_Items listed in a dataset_
****************************************

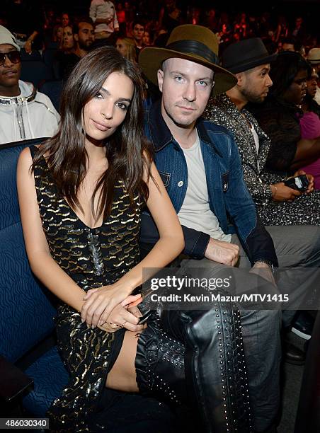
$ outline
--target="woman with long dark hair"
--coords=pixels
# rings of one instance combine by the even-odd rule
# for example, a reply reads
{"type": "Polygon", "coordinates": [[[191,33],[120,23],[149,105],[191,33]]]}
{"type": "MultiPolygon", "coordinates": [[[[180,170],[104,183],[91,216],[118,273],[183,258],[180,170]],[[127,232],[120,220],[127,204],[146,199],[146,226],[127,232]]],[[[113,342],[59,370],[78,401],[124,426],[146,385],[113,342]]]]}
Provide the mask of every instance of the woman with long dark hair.
{"type": "MultiPolygon", "coordinates": [[[[273,85],[268,97],[249,108],[271,140],[261,178],[271,185],[273,200],[258,207],[265,225],[320,224],[319,192],[295,190],[295,197],[289,199],[278,196],[277,190],[286,177],[304,173],[303,167],[320,156],[320,138],[302,137],[299,122],[308,68],[297,52],[281,52],[271,65],[273,85]]],[[[309,180],[310,185],[313,180],[310,177],[309,180]]]]}
{"type": "MultiPolygon", "coordinates": [[[[139,70],[115,48],[92,51],[67,81],[59,132],[19,158],[27,253],[35,275],[59,300],[58,347],[70,376],[49,410],[50,431],[90,431],[88,419],[105,386],[174,402],[185,398],[188,388],[193,396],[207,392],[205,401],[195,399],[207,431],[216,422],[234,422],[225,416],[234,413],[232,399],[227,407],[224,403],[225,380],[227,375],[232,380],[234,369],[241,379],[233,395],[239,391],[247,398],[241,337],[229,348],[236,312],[222,317],[219,306],[183,317],[173,312],[169,322],[180,340],[164,330],[156,312],[149,313],[147,328],[139,323],[142,296],[136,289],[144,281],[142,268],[166,266],[183,247],[178,217],[143,135],[142,90],[139,70]],[[159,239],[139,262],[145,204],[159,239]],[[222,331],[228,347],[218,337],[222,331]],[[230,361],[223,366],[222,359],[230,361]],[[185,362],[190,363],[188,383],[185,362]]],[[[241,410],[243,422],[247,418],[241,410]]]]}

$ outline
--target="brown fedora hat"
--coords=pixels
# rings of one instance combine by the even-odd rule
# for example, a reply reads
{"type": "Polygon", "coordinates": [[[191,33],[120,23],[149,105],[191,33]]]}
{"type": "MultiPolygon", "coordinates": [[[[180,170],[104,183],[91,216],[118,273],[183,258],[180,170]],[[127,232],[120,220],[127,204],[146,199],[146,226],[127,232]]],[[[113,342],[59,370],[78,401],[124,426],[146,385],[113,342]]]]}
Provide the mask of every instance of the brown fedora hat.
{"type": "Polygon", "coordinates": [[[224,68],[238,74],[274,62],[277,56],[268,52],[260,37],[251,37],[230,44],[223,52],[222,60],[224,68]]]}
{"type": "Polygon", "coordinates": [[[164,48],[147,47],[139,54],[139,64],[147,79],[158,85],[157,72],[164,60],[173,57],[191,60],[215,72],[212,95],[227,91],[236,84],[236,77],[219,66],[218,41],[206,27],[184,24],[174,28],[164,48]]]}

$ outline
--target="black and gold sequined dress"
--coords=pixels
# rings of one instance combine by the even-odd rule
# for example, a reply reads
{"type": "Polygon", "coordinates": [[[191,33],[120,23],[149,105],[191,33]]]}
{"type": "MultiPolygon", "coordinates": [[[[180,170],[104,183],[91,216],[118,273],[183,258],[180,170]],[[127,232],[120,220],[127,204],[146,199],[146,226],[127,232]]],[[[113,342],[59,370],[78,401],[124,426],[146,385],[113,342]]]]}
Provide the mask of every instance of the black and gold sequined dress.
{"type": "MultiPolygon", "coordinates": [[[[30,148],[33,158],[37,150],[30,148]]],[[[110,215],[100,227],[91,229],[59,195],[44,158],[37,163],[34,174],[51,255],[80,287],[87,291],[111,284],[137,264],[143,204],[137,194],[133,209],[123,183],[118,181],[110,215]]],[[[121,331],[88,329],[80,313],[65,304],[58,307],[56,325],[58,347],[70,381],[49,410],[50,427],[59,432],[88,431],[86,420],[105,386],[113,346],[121,331]]]]}

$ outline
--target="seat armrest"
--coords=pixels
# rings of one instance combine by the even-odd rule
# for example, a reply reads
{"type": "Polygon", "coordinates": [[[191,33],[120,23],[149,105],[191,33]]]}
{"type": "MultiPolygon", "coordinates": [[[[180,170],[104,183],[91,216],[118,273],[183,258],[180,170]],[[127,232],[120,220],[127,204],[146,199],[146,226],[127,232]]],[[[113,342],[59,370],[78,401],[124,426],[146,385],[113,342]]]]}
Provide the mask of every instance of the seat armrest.
{"type": "Polygon", "coordinates": [[[33,381],[13,364],[0,356],[0,398],[12,401],[25,389],[33,386],[33,381]]]}

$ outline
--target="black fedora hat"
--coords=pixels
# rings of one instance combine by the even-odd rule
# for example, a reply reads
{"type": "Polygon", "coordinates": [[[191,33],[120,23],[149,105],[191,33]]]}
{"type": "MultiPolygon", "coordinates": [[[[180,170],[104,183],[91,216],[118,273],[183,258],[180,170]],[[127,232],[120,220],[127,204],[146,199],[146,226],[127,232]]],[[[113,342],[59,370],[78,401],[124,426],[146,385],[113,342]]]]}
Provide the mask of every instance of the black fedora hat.
{"type": "Polygon", "coordinates": [[[268,52],[260,37],[251,37],[229,45],[222,53],[222,66],[232,74],[238,74],[274,62],[277,56],[268,52]]]}
{"type": "Polygon", "coordinates": [[[217,36],[206,27],[183,24],[174,28],[164,48],[147,47],[139,54],[139,64],[154,84],[157,72],[167,59],[178,57],[200,63],[215,72],[212,95],[218,95],[236,84],[236,77],[219,65],[217,36]]]}

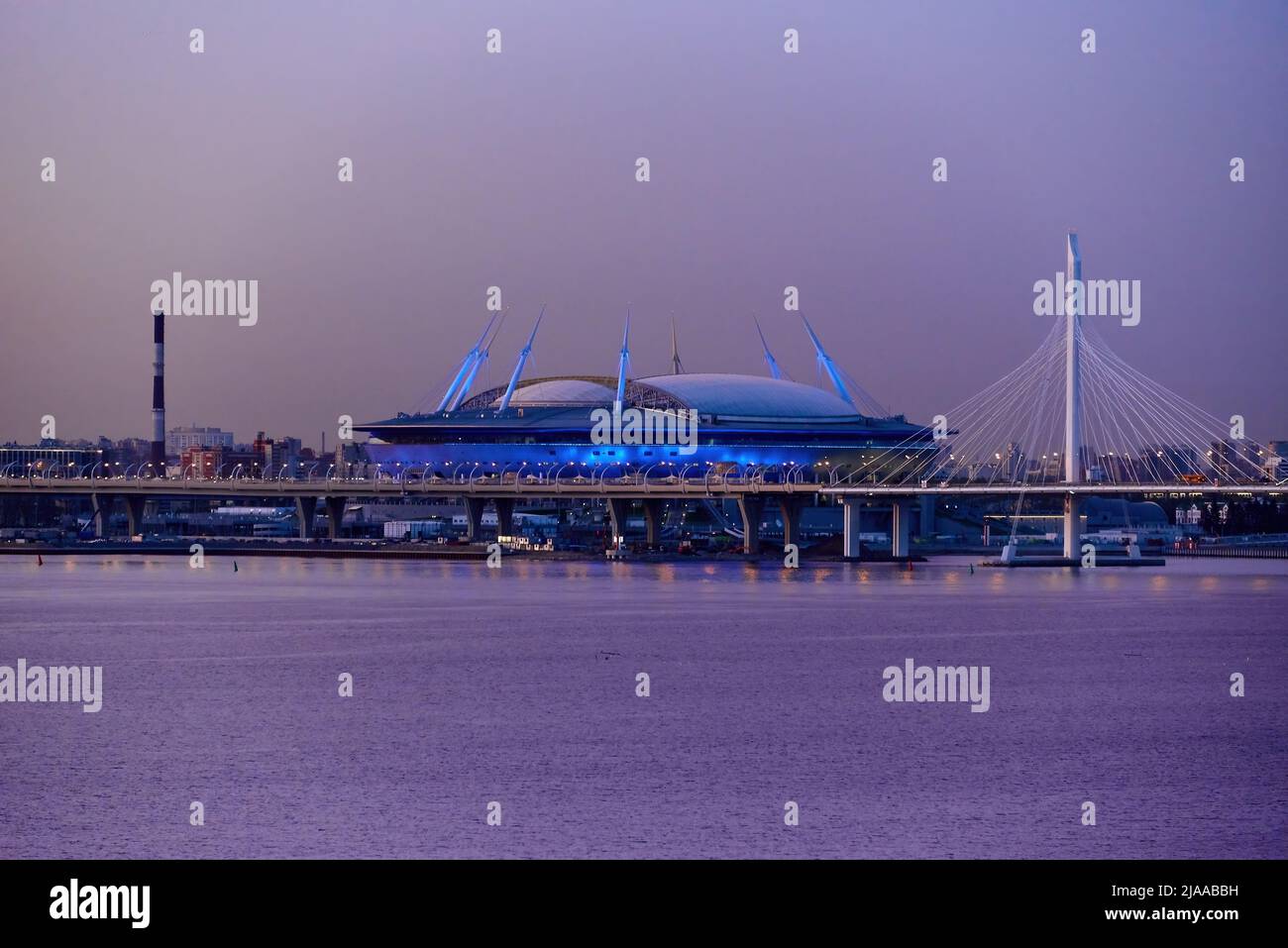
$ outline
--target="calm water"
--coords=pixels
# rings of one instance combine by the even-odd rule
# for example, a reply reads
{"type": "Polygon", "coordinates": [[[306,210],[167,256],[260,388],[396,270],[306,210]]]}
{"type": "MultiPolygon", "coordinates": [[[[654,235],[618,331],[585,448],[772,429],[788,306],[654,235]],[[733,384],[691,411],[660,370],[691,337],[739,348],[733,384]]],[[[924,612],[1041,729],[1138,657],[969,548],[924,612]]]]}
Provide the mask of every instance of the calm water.
{"type": "Polygon", "coordinates": [[[238,565],[0,556],[0,855],[1288,855],[1284,562],[238,565]]]}

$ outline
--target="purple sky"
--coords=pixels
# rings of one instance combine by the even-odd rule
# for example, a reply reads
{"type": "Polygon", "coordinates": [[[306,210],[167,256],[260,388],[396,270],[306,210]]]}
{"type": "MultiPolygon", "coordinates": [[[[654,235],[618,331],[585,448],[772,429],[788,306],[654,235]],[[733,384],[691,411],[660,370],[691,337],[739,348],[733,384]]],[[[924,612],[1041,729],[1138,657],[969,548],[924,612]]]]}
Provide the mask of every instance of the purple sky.
{"type": "Polygon", "coordinates": [[[672,312],[689,371],[764,374],[759,313],[815,383],[796,285],[929,420],[1041,341],[1070,227],[1084,276],[1142,282],[1097,323],[1121,356],[1288,438],[1285,45],[1282,3],[4,0],[0,439],[147,437],[175,269],[260,282],[254,327],[167,322],[169,424],[242,441],[437,401],[491,285],[496,384],[542,303],[529,376],[614,374],[630,303],[635,375],[672,312]]]}

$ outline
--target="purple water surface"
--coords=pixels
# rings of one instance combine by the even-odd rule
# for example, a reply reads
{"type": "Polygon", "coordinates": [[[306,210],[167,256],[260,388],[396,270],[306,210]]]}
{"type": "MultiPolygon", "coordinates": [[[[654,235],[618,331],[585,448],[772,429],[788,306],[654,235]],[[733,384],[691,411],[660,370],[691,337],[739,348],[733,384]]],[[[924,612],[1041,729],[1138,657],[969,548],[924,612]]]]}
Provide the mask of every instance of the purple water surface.
{"type": "Polygon", "coordinates": [[[0,556],[0,665],[104,678],[0,705],[0,855],[1288,854],[1288,562],[238,565],[0,556]]]}

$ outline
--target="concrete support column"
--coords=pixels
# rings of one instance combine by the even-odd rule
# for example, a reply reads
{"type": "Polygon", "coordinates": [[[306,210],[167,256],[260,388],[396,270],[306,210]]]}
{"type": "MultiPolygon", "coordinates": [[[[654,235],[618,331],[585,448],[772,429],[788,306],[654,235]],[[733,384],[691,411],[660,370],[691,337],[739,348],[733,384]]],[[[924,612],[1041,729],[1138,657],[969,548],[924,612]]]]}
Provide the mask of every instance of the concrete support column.
{"type": "Polygon", "coordinates": [[[90,500],[94,502],[94,536],[99,540],[112,536],[112,510],[116,507],[115,493],[95,493],[90,500]]]}
{"type": "Polygon", "coordinates": [[[332,540],[340,538],[340,528],[344,526],[344,509],[348,506],[348,497],[326,498],[327,536],[332,540]]]}
{"type": "Polygon", "coordinates": [[[911,553],[908,536],[912,528],[912,497],[899,497],[890,509],[890,555],[907,556],[911,553]]]}
{"type": "Polygon", "coordinates": [[[1064,558],[1082,559],[1082,518],[1078,514],[1081,497],[1064,495],[1064,558]]]}
{"type": "Polygon", "coordinates": [[[765,498],[743,495],[738,498],[738,513],[742,514],[743,553],[760,553],[760,520],[765,513],[765,498]]]}
{"type": "Polygon", "coordinates": [[[479,497],[465,498],[465,538],[471,544],[483,540],[483,506],[487,501],[479,497]]]}
{"type": "Polygon", "coordinates": [[[845,544],[841,553],[846,559],[859,558],[859,533],[863,532],[863,505],[858,497],[842,497],[841,509],[845,511],[845,544]]]}
{"type": "Polygon", "coordinates": [[[779,495],[778,513],[783,520],[783,546],[800,544],[801,514],[808,506],[808,497],[779,495]]]}
{"type": "Polygon", "coordinates": [[[930,540],[935,536],[935,495],[923,493],[917,500],[921,501],[921,527],[917,532],[922,540],[930,540]]]}
{"type": "Polygon", "coordinates": [[[313,518],[318,513],[318,498],[317,497],[296,497],[295,498],[295,517],[300,522],[300,540],[313,538],[313,518]]]}
{"type": "Polygon", "coordinates": [[[613,546],[626,540],[626,517],[631,513],[631,502],[625,497],[609,497],[608,519],[613,527],[613,546]]]}
{"type": "Polygon", "coordinates": [[[662,542],[663,504],[659,500],[644,501],[644,542],[657,546],[662,542]]]}
{"type": "Polygon", "coordinates": [[[514,536],[514,500],[510,497],[497,497],[496,504],[496,535],[498,537],[514,536]]]}
{"type": "Polygon", "coordinates": [[[143,505],[147,497],[125,495],[125,514],[129,518],[130,536],[143,532],[143,505]]]}

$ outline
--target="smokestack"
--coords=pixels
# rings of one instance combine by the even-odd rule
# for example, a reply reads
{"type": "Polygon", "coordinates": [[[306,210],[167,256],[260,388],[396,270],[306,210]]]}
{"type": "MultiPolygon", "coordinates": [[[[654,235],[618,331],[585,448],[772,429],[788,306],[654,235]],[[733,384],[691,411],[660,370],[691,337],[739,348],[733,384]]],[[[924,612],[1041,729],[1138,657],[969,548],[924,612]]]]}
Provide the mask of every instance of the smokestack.
{"type": "Polygon", "coordinates": [[[152,314],[152,456],[158,474],[165,474],[165,313],[152,314]]]}

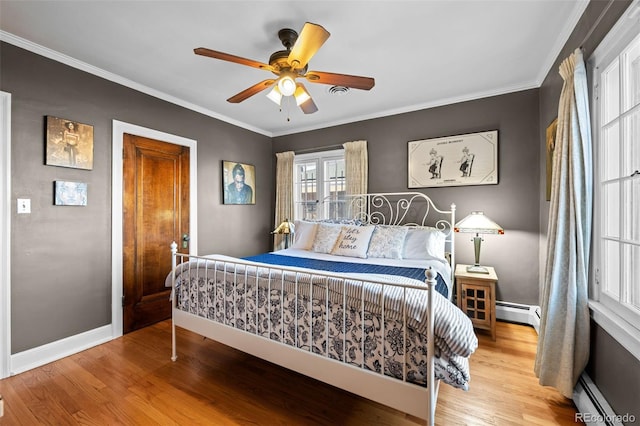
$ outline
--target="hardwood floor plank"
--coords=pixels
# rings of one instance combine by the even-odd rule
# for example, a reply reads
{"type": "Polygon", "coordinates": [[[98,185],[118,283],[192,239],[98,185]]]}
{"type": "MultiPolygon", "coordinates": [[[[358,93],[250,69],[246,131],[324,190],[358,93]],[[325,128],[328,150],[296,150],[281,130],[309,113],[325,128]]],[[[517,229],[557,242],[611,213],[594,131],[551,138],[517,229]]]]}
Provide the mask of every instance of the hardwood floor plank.
{"type": "MultiPolygon", "coordinates": [[[[574,425],[573,402],[533,373],[533,328],[478,333],[470,390],[441,384],[438,425],[574,425]]],[[[423,425],[424,421],[164,321],[0,381],[0,425],[423,425]]]]}

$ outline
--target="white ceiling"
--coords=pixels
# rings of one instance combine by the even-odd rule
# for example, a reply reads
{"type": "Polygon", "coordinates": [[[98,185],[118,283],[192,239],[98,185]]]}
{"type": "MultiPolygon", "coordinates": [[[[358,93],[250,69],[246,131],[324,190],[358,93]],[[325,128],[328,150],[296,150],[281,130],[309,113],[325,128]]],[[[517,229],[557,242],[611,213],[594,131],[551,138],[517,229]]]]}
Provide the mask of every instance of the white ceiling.
{"type": "Polygon", "coordinates": [[[539,87],[588,0],[8,1],[0,37],[232,124],[279,136],[539,87]],[[281,28],[306,21],[331,37],[310,70],[375,78],[342,96],[306,84],[303,114],[261,92],[226,99],[273,74],[193,53],[267,63],[281,28]],[[290,121],[287,120],[290,118],[290,121]]]}

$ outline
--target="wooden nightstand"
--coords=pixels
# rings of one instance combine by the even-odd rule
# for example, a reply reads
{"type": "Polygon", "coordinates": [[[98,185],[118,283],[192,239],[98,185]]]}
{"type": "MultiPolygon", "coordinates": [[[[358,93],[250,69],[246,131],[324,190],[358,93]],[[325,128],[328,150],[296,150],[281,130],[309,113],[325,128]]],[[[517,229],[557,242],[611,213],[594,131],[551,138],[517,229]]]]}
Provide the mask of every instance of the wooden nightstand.
{"type": "Polygon", "coordinates": [[[491,332],[496,340],[496,271],[487,266],[488,274],[467,272],[469,265],[456,265],[456,299],[458,307],[471,319],[473,326],[491,332]]]}

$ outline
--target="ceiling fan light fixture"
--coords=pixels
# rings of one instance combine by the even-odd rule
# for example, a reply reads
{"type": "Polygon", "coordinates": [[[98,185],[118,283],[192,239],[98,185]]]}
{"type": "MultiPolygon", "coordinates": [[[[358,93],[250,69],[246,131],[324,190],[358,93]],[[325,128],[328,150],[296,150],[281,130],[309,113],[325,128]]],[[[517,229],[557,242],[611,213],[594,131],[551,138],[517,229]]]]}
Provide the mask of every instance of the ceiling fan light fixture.
{"type": "Polygon", "coordinates": [[[289,74],[285,74],[278,80],[278,89],[282,96],[291,96],[296,91],[296,81],[289,74]]]}
{"type": "Polygon", "coordinates": [[[296,85],[296,91],[293,95],[296,98],[296,105],[298,106],[302,105],[303,103],[311,99],[311,95],[309,94],[309,92],[307,92],[307,90],[304,88],[302,84],[296,85]]]}
{"type": "Polygon", "coordinates": [[[280,92],[280,89],[278,89],[277,84],[273,86],[273,89],[271,89],[269,93],[267,93],[267,98],[280,105],[280,102],[282,102],[282,93],[280,92]]]}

****************************************

_GOAL_
Substitute "nonzero rule" for "even-odd rule" in the lines from the start of the records through the line containing "Provide the mask of every instance of the woman", and give those lines again with everything else unchanged. Leave the pictures out of the answer.

_ANSWER TO THE PROBLEM_
$ outline
--target="woman with long dark hair"
--coords=pixels
# rings of one instance combine by the nonzero rule
# for example, a reply reads
{"type": "Polygon", "coordinates": [[[191,33],[120,23],[149,105],[191,33]]]}
{"type": "MultiPolygon", "coordinates": [[[[180,170],[104,183],[91,216],[118,273],[183,258],[180,170]],[[127,232],[120,220],[127,204],[146,199],[146,226],[127,232]]],[[[113,342],[59,370],[78,401],[124,426],[146,385],[113,342]]]]}
Provide the mask of every instance of the woman with long dark hair.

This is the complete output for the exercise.